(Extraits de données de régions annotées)
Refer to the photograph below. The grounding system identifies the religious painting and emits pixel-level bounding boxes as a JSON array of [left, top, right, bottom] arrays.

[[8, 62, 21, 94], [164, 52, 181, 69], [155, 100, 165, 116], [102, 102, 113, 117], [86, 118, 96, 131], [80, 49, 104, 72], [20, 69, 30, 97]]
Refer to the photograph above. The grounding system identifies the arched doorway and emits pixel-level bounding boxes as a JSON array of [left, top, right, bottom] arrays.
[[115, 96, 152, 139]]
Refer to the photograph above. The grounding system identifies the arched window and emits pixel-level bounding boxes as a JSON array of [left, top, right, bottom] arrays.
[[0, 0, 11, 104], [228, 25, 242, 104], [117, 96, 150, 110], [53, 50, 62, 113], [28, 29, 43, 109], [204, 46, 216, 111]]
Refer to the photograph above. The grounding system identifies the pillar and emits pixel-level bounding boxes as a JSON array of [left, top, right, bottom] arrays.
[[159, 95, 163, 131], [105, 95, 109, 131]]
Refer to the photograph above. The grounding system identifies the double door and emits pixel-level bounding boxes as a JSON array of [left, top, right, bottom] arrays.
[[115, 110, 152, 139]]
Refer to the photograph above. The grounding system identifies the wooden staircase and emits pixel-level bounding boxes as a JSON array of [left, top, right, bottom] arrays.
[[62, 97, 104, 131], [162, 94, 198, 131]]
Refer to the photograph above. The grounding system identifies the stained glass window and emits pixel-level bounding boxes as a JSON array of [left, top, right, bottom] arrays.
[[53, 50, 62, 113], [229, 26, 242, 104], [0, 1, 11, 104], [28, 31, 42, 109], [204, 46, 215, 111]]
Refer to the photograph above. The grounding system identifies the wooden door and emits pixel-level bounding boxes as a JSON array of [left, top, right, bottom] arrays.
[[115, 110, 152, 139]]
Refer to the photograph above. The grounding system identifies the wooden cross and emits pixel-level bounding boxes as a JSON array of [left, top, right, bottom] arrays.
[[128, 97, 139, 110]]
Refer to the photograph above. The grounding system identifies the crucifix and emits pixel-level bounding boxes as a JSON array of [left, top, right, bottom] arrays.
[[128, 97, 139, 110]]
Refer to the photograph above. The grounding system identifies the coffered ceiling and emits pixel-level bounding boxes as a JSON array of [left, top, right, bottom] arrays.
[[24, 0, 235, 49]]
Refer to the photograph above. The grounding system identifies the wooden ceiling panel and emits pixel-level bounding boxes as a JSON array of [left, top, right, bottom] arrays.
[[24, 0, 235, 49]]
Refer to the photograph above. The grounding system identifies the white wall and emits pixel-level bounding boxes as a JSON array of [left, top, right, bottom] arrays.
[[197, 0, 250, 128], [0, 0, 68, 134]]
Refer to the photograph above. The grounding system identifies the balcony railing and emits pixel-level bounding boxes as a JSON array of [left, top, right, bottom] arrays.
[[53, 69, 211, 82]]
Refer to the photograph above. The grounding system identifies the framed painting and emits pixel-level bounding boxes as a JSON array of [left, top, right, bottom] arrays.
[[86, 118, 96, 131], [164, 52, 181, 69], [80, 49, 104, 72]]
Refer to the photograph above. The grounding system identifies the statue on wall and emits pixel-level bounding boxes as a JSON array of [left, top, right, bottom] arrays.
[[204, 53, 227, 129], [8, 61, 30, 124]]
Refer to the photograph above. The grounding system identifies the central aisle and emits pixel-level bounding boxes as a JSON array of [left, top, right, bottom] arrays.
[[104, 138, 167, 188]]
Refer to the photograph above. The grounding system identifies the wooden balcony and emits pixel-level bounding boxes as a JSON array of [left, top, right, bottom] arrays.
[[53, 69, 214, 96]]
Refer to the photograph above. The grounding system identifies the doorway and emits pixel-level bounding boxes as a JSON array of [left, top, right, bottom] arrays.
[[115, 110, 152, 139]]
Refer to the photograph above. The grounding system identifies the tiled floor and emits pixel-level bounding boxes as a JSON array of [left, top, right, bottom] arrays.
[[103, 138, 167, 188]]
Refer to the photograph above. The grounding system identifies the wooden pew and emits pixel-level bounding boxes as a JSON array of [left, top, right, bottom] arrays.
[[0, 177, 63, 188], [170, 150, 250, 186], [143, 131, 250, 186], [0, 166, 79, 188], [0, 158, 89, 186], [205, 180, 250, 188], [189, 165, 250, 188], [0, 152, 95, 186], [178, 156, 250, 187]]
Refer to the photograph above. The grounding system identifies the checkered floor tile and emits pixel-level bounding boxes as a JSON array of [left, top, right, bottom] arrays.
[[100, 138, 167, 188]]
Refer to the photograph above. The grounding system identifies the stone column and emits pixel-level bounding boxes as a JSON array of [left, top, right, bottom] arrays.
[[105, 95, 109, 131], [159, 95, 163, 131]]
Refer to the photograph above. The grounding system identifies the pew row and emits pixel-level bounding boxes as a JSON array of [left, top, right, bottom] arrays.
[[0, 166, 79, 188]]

* _OBJECTIF DE L'EXERCICE_: Recopiez intégralement les lignes de la liste ci-dessus en commençant à la ligne qui contient « identifies the doorway » et en vous arrêtant après celle qui contient « [[103, 138, 167, 188]] ». Redimensionnez seulement les coordonnées des réponses en les multipliant par 2,35 et en arrondissant à l'entier le plus proche, les demis vers le haut.

* _RÉSULTAT ATTENDU_:
Refer to the photograph above. The grounding system identifies the doorway and emits pixel-level bounding boxes as a JSON array of [left, top, right, bottom] arrays.
[[270, 259, 357, 327]]
Refer to the photograph above. The grounding system identifies the tiled floor and emits pixel-level bounding boxes as a JSON array of [left, top, right, bottom] arrays.
[[242, 324, 392, 442]]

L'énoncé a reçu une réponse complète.